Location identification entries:
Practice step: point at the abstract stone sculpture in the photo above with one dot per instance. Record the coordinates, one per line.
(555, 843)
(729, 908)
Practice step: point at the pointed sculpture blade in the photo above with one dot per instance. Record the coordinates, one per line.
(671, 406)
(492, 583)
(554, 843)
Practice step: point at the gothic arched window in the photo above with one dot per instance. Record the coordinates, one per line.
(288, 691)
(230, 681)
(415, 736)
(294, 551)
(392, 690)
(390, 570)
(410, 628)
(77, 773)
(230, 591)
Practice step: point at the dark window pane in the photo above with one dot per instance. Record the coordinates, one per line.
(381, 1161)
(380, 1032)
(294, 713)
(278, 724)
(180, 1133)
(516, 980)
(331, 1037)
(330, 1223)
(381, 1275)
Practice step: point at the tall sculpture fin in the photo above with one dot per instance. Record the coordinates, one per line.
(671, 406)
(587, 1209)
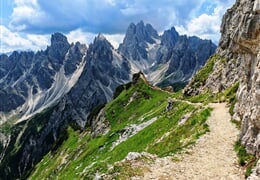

_TASK GOAL_: Render every line of the entries above as a Markdown table with two columns, Row for the row number and Line for the text, and skip any blank lines. Leave the pictures out of the table.

_ANSWER TO THE PROBLEM_:
| Row | Line |
|---|---|
| 1 | Practice step: point at the abstract stone sculpture in the photo above with one dot per instance. Record the coordinates, one per line. |
| 2 | (555, 843) |
| 3 | (729, 908) |
| 4 | Practice step: point at the pointed sculpture blade in the photo above with one dot per instance. Record the coordinates, one per line. |
| 5 | (671, 406) |
| 6 | (492, 583) |
| 7 | (554, 843) |
| 8 | Practice step: point at the gothic arched window in the photo above with one dot per instance. Record the coordinates, one per line. |
| 9 | (288, 691) |
| 10 | (230, 681) |
| 11 | (415, 736) |
| 12 | (294, 551) |
| 13 | (392, 690) |
| 14 | (390, 570) |
| 15 | (410, 628) |
| 16 | (77, 773) |
| 17 | (230, 591) |
| 18 | Practice step: point at the dark window pane in the photo above with one dot per instance. Record the coordinates, one per line. |
| 19 | (381, 1161) |
| 20 | (380, 1032) |
| 21 | (294, 713) |
| 22 | (278, 724) |
| 23 | (180, 1133) |
| 24 | (516, 980) |
| 25 | (331, 1037) |
| 26 | (330, 1223) |
| 27 | (381, 1275) |
| 28 | Practice step: point at the tall sculpture fin in the photo above with one dot per instance. Record the coordinates, one per line. |
| 29 | (671, 406) |
| 30 | (587, 1209) |